Items from a data source
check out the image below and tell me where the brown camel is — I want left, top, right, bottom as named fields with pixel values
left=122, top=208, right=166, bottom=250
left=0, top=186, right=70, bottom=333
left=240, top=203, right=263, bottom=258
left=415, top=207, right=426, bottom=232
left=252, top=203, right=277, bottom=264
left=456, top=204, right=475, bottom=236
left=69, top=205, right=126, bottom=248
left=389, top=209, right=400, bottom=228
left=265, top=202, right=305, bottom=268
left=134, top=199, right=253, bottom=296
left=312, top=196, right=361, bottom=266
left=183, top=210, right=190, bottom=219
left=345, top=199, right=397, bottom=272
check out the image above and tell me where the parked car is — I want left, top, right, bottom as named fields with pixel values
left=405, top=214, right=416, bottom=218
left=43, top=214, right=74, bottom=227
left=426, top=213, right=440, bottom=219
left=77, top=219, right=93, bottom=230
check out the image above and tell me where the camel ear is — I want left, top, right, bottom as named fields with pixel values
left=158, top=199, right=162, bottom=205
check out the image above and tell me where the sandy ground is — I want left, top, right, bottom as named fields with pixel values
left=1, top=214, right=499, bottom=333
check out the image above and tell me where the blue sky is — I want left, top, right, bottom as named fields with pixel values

**EXERCISE**
Your answer must be an exact transcription of all the data above.

**TASK ANSWER**
check out the image below and tell me where the brown camel is — I want left, top, right, bottom as named fields with pixel values
left=122, top=208, right=166, bottom=250
left=0, top=186, right=70, bottom=333
left=240, top=203, right=263, bottom=258
left=415, top=207, right=426, bottom=232
left=252, top=203, right=277, bottom=264
left=456, top=204, right=475, bottom=236
left=69, top=205, right=126, bottom=248
left=389, top=209, right=400, bottom=228
left=265, top=202, right=305, bottom=268
left=134, top=199, right=253, bottom=296
left=312, top=196, right=361, bottom=266
left=183, top=210, right=190, bottom=219
left=345, top=199, right=397, bottom=272
check out the image above and tell me where the parked car is — I want left, top, right, bottom as named fields with pixel values
left=405, top=214, right=416, bottom=218
left=43, top=214, right=74, bottom=227
left=426, top=213, right=440, bottom=219
left=77, top=219, right=93, bottom=230
check out the image above and tell me where the camel ear is — I want left, top, right, bottom as named fields with pixel values
left=158, top=199, right=162, bottom=205
check out the image above and tell me where the sandy ground is — I want left, top, right, bottom as named fields with pixel values
left=1, top=214, right=499, bottom=333
check out the image above and tell me where the blue sky is — I want left, top, right, bottom as named fields with pixel values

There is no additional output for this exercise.